■ **Records for the exercise**
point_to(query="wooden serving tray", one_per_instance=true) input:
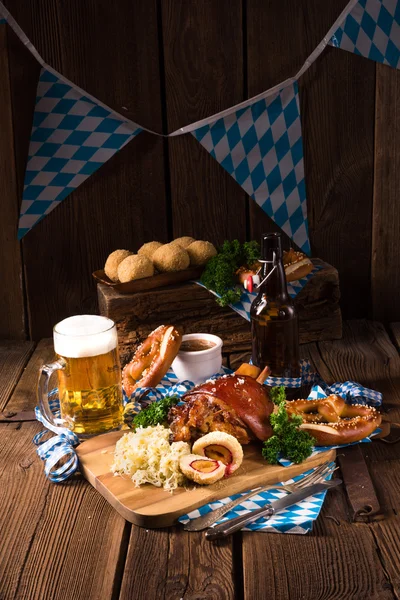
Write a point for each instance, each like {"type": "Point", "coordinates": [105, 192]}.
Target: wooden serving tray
{"type": "Point", "coordinates": [151, 507]}
{"type": "Point", "coordinates": [148, 283]}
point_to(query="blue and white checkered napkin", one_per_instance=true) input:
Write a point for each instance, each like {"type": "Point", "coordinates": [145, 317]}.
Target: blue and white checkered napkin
{"type": "Point", "coordinates": [298, 518]}
{"type": "Point", "coordinates": [372, 30]}
{"type": "Point", "coordinates": [243, 306]}
{"type": "Point", "coordinates": [353, 393]}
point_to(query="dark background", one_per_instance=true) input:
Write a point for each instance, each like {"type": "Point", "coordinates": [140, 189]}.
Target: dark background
{"type": "Point", "coordinates": [166, 64]}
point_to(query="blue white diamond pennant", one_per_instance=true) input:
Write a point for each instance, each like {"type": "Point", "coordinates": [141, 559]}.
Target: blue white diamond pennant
{"type": "Point", "coordinates": [372, 30]}
{"type": "Point", "coordinates": [71, 138]}
{"type": "Point", "coordinates": [261, 147]}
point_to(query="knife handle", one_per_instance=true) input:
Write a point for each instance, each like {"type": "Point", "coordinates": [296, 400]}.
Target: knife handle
{"type": "Point", "coordinates": [228, 527]}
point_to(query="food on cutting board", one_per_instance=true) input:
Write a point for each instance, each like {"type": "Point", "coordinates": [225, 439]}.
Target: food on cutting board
{"type": "Point", "coordinates": [183, 241]}
{"type": "Point", "coordinates": [149, 249]}
{"type": "Point", "coordinates": [135, 267]}
{"type": "Point", "coordinates": [235, 404]}
{"type": "Point", "coordinates": [155, 413]}
{"type": "Point", "coordinates": [202, 470]}
{"type": "Point", "coordinates": [288, 440]}
{"type": "Point", "coordinates": [222, 447]}
{"type": "Point", "coordinates": [171, 258]}
{"type": "Point", "coordinates": [200, 252]}
{"type": "Point", "coordinates": [147, 456]}
{"type": "Point", "coordinates": [331, 421]}
{"type": "Point", "coordinates": [296, 264]}
{"type": "Point", "coordinates": [152, 359]}
{"type": "Point", "coordinates": [113, 261]}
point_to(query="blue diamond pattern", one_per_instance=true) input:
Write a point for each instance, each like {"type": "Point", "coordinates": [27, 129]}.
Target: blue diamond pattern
{"type": "Point", "coordinates": [252, 143]}
{"type": "Point", "coordinates": [372, 30]}
{"type": "Point", "coordinates": [77, 138]}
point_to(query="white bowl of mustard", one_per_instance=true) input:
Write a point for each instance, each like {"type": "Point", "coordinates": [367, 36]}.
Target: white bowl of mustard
{"type": "Point", "coordinates": [199, 357]}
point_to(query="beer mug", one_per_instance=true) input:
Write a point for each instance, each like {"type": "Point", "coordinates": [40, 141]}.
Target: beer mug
{"type": "Point", "coordinates": [89, 376]}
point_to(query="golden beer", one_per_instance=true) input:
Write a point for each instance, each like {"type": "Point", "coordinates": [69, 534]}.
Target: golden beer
{"type": "Point", "coordinates": [89, 374]}
{"type": "Point", "coordinates": [90, 393]}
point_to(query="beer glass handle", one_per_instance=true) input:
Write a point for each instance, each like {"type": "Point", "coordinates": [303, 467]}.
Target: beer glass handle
{"type": "Point", "coordinates": [43, 389]}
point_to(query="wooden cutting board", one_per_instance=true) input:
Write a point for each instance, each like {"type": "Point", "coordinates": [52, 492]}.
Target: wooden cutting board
{"type": "Point", "coordinates": [151, 507]}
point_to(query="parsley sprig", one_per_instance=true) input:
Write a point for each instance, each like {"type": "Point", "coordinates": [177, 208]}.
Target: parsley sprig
{"type": "Point", "coordinates": [288, 440]}
{"type": "Point", "coordinates": [156, 413]}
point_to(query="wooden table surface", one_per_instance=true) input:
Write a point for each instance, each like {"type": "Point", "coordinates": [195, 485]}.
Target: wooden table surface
{"type": "Point", "coordinates": [65, 541]}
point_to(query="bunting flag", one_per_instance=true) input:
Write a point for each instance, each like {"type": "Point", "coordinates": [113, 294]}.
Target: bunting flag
{"type": "Point", "coordinates": [372, 30]}
{"type": "Point", "coordinates": [261, 147]}
{"type": "Point", "coordinates": [72, 136]}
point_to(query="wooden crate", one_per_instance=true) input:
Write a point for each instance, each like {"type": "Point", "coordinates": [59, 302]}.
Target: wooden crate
{"type": "Point", "coordinates": [194, 308]}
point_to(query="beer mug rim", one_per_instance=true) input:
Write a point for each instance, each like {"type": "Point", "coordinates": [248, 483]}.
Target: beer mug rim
{"type": "Point", "coordinates": [108, 325]}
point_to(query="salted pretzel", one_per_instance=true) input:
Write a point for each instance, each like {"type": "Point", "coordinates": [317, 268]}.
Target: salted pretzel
{"type": "Point", "coordinates": [331, 421]}
{"type": "Point", "coordinates": [152, 359]}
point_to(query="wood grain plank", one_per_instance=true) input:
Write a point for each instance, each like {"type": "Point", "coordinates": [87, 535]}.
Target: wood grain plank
{"type": "Point", "coordinates": [12, 322]}
{"type": "Point", "coordinates": [203, 73]}
{"type": "Point", "coordinates": [123, 204]}
{"type": "Point", "coordinates": [58, 541]}
{"type": "Point", "coordinates": [385, 278]}
{"type": "Point", "coordinates": [188, 566]}
{"type": "Point", "coordinates": [13, 358]}
{"type": "Point", "coordinates": [394, 329]}
{"type": "Point", "coordinates": [24, 396]}
{"type": "Point", "coordinates": [336, 560]}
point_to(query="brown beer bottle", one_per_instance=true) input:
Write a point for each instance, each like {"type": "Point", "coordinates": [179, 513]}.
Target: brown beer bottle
{"type": "Point", "coordinates": [274, 326]}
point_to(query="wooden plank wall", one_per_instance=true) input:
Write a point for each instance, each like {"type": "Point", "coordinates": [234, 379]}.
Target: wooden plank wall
{"type": "Point", "coordinates": [166, 64]}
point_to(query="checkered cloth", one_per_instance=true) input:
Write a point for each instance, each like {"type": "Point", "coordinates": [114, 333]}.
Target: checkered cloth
{"type": "Point", "coordinates": [372, 30]}
{"type": "Point", "coordinates": [261, 147]}
{"type": "Point", "coordinates": [71, 138]}
{"type": "Point", "coordinates": [243, 306]}
{"type": "Point", "coordinates": [298, 518]}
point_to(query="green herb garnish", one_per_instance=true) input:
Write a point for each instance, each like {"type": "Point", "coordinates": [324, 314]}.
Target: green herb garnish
{"type": "Point", "coordinates": [288, 439]}
{"type": "Point", "coordinates": [156, 413]}
{"type": "Point", "coordinates": [220, 272]}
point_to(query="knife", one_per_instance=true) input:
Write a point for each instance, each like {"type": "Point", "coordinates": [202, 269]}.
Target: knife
{"type": "Point", "coordinates": [228, 527]}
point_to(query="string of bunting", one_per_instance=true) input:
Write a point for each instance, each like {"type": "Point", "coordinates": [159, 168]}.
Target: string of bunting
{"type": "Point", "coordinates": [60, 458]}
{"type": "Point", "coordinates": [258, 141]}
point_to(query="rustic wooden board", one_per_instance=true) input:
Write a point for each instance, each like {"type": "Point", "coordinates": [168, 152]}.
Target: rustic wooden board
{"type": "Point", "coordinates": [148, 283]}
{"type": "Point", "coordinates": [385, 280]}
{"type": "Point", "coordinates": [203, 75]}
{"type": "Point", "coordinates": [13, 358]}
{"type": "Point", "coordinates": [149, 506]}
{"type": "Point", "coordinates": [12, 321]}
{"type": "Point", "coordinates": [194, 308]}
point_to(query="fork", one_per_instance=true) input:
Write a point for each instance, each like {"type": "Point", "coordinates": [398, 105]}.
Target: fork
{"type": "Point", "coordinates": [318, 474]}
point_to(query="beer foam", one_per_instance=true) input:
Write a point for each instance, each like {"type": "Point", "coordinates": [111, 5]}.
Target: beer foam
{"type": "Point", "coordinates": [85, 335]}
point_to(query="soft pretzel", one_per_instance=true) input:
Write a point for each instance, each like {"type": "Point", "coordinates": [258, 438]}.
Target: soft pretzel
{"type": "Point", "coordinates": [331, 421]}
{"type": "Point", "coordinates": [152, 359]}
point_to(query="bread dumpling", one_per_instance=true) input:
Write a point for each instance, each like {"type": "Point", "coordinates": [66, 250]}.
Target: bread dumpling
{"type": "Point", "coordinates": [113, 262]}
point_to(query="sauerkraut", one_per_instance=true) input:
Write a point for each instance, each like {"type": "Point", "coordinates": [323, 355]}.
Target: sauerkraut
{"type": "Point", "coordinates": [147, 457]}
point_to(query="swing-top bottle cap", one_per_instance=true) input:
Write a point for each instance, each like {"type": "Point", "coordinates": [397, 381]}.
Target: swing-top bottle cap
{"type": "Point", "coordinates": [271, 246]}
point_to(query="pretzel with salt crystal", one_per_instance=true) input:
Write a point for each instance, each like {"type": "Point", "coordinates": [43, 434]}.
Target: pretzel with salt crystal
{"type": "Point", "coordinates": [331, 421]}
{"type": "Point", "coordinates": [152, 359]}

■ **Exercise directions**
Extract every line of the entries above that contains the string "crystal", treating uppercase and lowercase as different.

■ **Task solution**
point_to(query="pretzel with salt crystal", one_per_instance=true) input:
Target: pretzel with salt crystal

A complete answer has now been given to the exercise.